Start of MATERIAL SHOWN

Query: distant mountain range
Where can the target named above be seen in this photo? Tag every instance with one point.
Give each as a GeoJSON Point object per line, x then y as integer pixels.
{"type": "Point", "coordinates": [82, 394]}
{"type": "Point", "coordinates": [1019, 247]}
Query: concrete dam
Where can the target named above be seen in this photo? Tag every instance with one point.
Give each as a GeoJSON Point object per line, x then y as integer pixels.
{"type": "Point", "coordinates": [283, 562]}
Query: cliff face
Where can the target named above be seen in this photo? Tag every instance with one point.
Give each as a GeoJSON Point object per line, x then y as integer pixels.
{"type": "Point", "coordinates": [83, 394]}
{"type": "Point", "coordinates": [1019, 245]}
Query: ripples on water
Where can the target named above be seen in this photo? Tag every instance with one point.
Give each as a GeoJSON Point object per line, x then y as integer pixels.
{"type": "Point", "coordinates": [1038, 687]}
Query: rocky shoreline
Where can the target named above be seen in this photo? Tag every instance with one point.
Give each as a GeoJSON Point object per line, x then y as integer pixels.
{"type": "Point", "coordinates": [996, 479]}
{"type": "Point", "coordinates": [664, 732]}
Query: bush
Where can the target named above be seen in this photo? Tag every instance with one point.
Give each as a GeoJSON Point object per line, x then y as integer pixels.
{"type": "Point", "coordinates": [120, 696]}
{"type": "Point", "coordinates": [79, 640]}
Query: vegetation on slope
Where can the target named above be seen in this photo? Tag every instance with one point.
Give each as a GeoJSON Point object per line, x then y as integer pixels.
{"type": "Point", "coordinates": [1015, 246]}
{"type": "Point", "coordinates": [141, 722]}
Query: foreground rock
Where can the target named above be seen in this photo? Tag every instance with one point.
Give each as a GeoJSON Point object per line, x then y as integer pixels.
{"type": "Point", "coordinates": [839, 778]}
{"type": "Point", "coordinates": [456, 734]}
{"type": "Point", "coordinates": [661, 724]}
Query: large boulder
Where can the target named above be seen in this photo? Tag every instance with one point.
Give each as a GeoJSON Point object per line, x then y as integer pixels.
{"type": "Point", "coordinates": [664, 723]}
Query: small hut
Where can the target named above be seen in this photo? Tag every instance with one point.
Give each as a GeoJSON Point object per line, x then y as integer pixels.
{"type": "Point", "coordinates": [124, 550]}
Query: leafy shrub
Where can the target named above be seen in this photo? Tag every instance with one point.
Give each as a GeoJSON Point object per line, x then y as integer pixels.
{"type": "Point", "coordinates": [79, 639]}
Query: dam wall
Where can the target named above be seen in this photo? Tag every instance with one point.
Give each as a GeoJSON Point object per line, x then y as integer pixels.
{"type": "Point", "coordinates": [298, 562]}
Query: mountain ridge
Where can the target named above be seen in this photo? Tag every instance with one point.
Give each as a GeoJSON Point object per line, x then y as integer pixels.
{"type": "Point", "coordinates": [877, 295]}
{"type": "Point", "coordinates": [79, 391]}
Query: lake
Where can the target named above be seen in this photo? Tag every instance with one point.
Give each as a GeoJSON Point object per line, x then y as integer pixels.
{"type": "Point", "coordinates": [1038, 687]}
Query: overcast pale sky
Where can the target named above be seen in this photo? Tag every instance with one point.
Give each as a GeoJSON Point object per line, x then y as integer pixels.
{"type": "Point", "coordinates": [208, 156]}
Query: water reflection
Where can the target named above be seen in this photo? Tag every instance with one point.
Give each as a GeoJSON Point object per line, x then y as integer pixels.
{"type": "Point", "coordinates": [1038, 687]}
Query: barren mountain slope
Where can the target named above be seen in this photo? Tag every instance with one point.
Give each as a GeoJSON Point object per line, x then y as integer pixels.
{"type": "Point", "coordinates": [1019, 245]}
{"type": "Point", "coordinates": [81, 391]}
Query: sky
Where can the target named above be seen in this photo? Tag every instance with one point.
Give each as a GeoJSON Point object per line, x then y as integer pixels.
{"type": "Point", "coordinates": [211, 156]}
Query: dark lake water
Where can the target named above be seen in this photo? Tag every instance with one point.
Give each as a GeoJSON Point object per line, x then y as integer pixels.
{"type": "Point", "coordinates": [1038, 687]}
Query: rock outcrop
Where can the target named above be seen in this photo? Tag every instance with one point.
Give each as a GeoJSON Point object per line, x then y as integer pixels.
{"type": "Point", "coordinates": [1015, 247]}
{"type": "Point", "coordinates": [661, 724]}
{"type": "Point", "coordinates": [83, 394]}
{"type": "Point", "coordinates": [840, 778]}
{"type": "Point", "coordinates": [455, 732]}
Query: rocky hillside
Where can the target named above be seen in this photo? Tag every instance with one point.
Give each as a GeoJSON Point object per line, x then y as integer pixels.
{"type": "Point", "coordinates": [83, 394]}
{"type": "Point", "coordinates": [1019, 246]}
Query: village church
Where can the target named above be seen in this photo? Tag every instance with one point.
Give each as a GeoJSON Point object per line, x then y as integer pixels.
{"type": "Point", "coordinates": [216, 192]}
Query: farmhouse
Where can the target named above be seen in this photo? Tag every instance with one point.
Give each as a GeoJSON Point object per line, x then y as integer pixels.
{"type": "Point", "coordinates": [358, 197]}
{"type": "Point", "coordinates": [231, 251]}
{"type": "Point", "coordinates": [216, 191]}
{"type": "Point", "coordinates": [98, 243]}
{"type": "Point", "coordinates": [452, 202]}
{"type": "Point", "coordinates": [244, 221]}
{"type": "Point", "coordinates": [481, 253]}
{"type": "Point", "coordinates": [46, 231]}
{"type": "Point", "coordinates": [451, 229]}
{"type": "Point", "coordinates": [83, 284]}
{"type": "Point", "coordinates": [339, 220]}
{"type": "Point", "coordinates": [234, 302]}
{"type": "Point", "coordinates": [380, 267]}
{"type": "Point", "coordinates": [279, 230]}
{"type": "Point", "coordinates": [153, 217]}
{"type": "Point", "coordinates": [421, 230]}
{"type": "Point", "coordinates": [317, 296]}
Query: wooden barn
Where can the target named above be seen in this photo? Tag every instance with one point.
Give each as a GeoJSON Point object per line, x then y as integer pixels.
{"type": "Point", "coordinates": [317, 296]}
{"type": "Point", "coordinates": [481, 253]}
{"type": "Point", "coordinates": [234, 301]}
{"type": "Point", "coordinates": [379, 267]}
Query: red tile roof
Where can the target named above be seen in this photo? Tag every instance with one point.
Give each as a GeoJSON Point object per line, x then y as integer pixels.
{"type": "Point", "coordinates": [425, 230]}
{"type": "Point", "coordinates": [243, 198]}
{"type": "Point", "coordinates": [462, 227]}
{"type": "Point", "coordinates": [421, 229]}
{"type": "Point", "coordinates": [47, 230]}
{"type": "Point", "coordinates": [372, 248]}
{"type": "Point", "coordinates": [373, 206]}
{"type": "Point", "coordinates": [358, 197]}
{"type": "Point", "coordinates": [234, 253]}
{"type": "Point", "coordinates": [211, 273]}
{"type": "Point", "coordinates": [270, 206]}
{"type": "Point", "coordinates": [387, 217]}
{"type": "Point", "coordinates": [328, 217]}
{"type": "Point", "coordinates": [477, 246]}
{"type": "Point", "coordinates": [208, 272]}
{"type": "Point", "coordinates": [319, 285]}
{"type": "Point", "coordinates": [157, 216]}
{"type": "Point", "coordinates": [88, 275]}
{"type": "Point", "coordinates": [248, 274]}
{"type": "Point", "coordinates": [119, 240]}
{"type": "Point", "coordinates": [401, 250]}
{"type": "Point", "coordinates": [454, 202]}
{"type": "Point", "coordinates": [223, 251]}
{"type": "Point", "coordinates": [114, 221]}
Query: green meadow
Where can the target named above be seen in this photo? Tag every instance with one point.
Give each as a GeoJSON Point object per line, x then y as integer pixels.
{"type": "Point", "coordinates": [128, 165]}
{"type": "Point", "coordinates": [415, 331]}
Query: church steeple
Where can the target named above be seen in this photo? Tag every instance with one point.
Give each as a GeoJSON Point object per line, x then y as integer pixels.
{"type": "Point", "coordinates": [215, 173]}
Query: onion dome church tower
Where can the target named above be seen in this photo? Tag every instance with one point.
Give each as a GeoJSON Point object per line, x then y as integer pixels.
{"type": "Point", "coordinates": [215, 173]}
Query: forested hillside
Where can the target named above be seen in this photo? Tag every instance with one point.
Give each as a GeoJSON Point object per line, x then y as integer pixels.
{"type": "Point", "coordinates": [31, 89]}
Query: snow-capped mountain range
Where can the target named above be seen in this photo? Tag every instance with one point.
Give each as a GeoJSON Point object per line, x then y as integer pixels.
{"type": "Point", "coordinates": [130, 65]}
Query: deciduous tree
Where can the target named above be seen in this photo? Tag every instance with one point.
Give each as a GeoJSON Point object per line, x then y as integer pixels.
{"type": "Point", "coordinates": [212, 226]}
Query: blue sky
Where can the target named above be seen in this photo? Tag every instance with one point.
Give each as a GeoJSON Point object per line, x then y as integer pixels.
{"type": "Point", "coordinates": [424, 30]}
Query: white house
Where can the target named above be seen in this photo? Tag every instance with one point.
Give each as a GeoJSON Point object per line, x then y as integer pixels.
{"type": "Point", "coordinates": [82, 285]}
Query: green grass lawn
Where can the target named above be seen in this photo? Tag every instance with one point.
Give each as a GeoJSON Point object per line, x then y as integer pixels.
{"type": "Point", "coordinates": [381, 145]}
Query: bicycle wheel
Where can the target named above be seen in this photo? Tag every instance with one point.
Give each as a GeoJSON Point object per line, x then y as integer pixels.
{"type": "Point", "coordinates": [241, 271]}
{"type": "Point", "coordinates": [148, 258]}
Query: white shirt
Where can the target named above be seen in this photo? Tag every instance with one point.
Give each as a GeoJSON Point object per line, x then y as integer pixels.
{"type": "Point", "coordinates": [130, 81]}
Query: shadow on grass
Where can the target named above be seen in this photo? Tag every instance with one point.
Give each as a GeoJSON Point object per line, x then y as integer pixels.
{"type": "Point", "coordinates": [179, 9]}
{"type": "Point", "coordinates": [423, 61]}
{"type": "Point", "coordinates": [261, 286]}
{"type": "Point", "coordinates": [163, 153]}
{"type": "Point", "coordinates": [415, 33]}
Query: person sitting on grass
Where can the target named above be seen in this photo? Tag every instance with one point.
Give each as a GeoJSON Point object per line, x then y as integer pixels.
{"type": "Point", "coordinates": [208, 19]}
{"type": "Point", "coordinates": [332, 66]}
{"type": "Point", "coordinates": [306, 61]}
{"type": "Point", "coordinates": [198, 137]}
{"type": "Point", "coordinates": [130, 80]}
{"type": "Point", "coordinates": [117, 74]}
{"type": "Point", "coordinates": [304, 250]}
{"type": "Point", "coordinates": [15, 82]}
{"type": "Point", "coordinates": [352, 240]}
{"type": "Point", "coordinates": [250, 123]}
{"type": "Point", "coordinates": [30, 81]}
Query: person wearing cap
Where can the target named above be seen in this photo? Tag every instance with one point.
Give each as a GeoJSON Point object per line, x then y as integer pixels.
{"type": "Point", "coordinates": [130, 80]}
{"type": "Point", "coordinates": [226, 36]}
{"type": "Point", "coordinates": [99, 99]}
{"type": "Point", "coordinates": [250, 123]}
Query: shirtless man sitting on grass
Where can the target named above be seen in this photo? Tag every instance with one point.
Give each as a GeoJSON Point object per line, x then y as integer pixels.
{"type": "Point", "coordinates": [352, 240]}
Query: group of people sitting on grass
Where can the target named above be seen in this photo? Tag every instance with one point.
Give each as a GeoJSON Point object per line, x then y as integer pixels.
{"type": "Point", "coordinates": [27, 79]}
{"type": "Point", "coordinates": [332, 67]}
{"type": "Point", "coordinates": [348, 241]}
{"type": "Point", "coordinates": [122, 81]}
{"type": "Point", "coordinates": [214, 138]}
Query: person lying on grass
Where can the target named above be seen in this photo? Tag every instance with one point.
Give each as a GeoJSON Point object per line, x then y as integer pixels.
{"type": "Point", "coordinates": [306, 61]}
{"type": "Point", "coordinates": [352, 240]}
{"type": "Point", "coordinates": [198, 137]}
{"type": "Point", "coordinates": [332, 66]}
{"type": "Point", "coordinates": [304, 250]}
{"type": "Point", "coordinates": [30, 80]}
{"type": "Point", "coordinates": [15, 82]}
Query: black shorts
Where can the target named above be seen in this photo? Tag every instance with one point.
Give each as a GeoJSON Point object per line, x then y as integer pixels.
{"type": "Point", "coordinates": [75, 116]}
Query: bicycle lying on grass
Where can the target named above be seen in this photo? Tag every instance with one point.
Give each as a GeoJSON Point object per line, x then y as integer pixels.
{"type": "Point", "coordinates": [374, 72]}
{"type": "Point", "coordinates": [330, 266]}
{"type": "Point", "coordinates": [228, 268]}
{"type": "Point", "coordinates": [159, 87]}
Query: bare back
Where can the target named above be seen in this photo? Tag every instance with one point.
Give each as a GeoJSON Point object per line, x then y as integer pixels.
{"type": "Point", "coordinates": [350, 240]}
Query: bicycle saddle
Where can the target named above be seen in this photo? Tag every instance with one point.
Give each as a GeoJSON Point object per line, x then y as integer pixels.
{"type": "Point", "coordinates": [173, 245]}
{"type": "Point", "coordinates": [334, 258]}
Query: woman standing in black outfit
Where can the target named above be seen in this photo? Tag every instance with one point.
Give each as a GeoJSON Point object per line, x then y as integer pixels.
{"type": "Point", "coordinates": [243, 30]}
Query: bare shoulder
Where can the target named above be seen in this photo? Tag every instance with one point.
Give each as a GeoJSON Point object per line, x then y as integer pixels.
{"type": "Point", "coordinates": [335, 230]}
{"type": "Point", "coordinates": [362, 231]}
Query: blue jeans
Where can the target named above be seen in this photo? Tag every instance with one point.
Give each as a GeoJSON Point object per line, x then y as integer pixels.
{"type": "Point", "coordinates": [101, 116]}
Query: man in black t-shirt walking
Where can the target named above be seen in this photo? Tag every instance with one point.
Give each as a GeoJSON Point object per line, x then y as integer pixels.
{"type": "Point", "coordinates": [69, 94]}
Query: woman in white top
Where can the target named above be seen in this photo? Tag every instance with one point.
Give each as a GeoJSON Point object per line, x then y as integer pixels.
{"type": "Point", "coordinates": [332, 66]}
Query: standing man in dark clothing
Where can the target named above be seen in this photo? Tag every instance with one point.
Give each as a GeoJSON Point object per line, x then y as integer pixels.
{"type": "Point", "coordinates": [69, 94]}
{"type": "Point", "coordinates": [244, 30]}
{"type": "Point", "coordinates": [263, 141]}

End of MATERIAL SHOWN

GIVEN REQUEST — All lines from the one with "Query: bare shoulder" through the final line above are to be quoted exactly; quote no other line.

SOLUTION TO THIS EXERCISE —
Query: bare shoulder
Where can the target named above be seen in this photo? Tag every instance with one point.
Give each as a GeoJSON Point object per line, x then y as integer pixels.
{"type": "Point", "coordinates": [335, 230]}
{"type": "Point", "coordinates": [362, 231]}
Query: blue jeans
Where can the target named above be seen in this photo? Tag every instance with one point.
Give each as a GeoJSON Point object per line, x then y as integer pixels.
{"type": "Point", "coordinates": [101, 116]}
Query: man in black t-shirt walking
Where can the target named above be seen in this photo? Tag every instance with one point.
Give each as a GeoJSON Point object per line, x then y as integer pixels.
{"type": "Point", "coordinates": [69, 94]}
Query: woman in white top
Where can the target named above be seen in this photo? Tag every instance with one point.
Give each as a GeoJSON Point object per line, x then y as integer pixels.
{"type": "Point", "coordinates": [332, 66]}
Query: standing man in dark clothing
Where can the target named above be seen in this photo? Tag every instance with one point.
Give each as a GeoJSON Point object per line, x then y as integer pixels.
{"type": "Point", "coordinates": [69, 94]}
{"type": "Point", "coordinates": [244, 30]}
{"type": "Point", "coordinates": [263, 141]}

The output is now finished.